» **REQUIREMENTS**
Copy the data below word for word, starting with the line that contains "point: one pixel per instance, each like <point>34,17</point>." and going on through the last line.

» **PROVIDED DATA**

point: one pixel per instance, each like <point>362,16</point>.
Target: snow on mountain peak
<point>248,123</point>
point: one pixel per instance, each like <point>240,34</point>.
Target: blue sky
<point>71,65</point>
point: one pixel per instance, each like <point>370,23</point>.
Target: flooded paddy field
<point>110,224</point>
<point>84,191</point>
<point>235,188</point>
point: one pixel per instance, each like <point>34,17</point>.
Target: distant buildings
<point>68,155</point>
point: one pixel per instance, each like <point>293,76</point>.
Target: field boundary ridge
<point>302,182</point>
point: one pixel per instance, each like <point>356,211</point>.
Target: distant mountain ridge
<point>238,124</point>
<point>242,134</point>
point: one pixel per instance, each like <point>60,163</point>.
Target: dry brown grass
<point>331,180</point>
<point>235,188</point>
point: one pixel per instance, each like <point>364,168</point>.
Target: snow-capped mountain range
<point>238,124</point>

» **EXERCISE RESULT**
point: one pixel per instance, each like <point>34,17</point>.
Target: distant buildings
<point>68,155</point>
point: one pixel per instance, each like <point>293,76</point>.
Target: field boundary ridge
<point>302,182</point>
point: one pixel per instance, each like <point>356,211</point>.
Target: distant mountain ridge
<point>238,124</point>
<point>242,134</point>
point: one pixel per instance, each like <point>60,163</point>.
Target: dry brown grass
<point>331,180</point>
<point>235,188</point>
point: one pixel per instance, each like <point>364,168</point>.
Target: snow-capped mountain range
<point>238,124</point>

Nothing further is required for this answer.